*** Provided information Section Begins ***
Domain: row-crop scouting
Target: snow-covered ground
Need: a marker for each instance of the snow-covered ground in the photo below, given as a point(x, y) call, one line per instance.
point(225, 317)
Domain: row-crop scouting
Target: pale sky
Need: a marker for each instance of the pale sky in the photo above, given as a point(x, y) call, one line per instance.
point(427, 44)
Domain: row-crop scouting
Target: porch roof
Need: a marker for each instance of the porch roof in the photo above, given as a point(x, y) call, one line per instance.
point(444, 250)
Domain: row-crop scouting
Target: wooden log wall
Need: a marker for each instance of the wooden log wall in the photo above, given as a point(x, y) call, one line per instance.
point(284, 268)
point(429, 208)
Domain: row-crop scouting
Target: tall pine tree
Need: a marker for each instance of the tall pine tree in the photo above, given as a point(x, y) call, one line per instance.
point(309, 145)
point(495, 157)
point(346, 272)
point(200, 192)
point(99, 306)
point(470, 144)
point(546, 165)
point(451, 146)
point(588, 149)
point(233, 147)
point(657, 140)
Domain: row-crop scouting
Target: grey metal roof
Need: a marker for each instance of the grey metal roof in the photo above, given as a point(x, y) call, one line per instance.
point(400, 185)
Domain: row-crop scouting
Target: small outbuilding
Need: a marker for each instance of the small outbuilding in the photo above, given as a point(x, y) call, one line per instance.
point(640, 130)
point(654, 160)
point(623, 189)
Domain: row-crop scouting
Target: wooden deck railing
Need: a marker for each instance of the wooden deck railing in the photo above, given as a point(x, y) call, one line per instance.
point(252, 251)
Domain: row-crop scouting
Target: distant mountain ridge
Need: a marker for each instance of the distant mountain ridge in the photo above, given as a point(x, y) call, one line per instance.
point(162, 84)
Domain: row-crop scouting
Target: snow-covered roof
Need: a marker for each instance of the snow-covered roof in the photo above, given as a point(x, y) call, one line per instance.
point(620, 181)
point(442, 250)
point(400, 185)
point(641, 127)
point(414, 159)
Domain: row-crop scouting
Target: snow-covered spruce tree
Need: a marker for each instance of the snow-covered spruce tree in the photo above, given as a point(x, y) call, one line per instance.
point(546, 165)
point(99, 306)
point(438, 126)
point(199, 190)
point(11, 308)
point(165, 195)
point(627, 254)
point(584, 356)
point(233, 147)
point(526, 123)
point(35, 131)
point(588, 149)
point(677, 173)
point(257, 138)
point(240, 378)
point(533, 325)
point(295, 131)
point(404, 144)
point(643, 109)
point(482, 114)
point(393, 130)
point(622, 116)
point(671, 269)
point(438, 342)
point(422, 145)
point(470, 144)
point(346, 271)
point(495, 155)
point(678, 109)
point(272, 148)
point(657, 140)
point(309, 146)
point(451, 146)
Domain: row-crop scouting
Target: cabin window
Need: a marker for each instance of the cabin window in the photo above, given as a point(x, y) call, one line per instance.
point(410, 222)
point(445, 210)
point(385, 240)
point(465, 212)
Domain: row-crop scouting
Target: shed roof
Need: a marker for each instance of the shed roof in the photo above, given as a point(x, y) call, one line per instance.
*** Provided information Section Ends ***
◆ What needs to be done
Wherever a line in the data above holds the word "shed", copy that line.

◆ Response area
Target: shed roof
Need: a marker for each instance of the shed roof in the photo above, given as a point(x, y) call, one line per instance.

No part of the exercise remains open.